### Reading text:
────────────────────────────────────────

The rate was 250 back then. Factor in a dozen years of awesome economic growth in the U.S., and not much of anything from Japan, and you realize that equilibrium will be restored when dollar-yen hits 300 or so. Right???

yes, and in addition:

1). at the time (1980's), fiscal restraint by the US Congress was nearly non-existent. Today, there has been a turn for a more responsible policy, which as far as I can tell may continue, given further strength to the US Dollar.

2). Japanese mismanagement of their own currency strength translated (in part), to a buying frenzy of overvalued US Real Estate, which since then has experienced a re-evaluation (at lower levels). In the process, causing some head-aches to those owners.... (or former owners in some instances).

3) a couple of experiences with Latin American currency devaluations (1982 & 1984), have given additional demand to the US Dollar, as a certain safe haven. Same thing for SE Asia in 1997.

4) the slow discovery of mismanagement in Japanese banks/insurance companies, triggering further weakness in the Yen. Making the Japanese typhoon..... a gentle breeze. To the point of realizing that "the emperor had no clothes...."

In my eyes, yet another proof that free markets, and [I assume] honest dealings, seem to be the best medicine, against economic disease....

However, I could not give a specific number to the exchange rate, that is what markets do.


imo.

Please feel free to correct my faulty [and lengthy] thinking.

────────────────────────────────────────

Source data:

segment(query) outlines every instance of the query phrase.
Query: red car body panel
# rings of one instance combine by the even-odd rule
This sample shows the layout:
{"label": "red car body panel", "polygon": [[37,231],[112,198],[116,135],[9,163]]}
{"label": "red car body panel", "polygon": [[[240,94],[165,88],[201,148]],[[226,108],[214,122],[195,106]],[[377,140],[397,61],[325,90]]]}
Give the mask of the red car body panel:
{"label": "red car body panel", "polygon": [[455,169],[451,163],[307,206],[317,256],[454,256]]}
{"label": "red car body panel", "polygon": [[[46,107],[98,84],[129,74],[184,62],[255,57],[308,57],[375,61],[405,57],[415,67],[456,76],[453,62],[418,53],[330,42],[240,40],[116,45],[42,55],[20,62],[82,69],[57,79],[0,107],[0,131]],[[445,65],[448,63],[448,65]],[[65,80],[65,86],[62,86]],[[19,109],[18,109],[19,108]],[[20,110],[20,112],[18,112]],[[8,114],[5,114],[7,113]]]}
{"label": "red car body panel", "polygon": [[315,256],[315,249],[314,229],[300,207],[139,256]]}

────────────────────────────────────────

### Brief 1:
List every country or world region that the dollar-yen post names, giving each one only once.
### Brief 2:
From the dollar-yen post, extract word for word the passage starting with "yes, and in" and going on through "the US Dollar.".

### Task solution 1:
- United States (written "U.S." and "US")
- Japan
- Latin America
- SE Asia

### Task solution 2:
yes, and in addition:

1). at the time (1980's), fiscal restraint by the US Congress was nearly non-existent. Today, there has been a turn for a more responsible policy, which as far as I can tell may continue, given further strength to the US Dollar.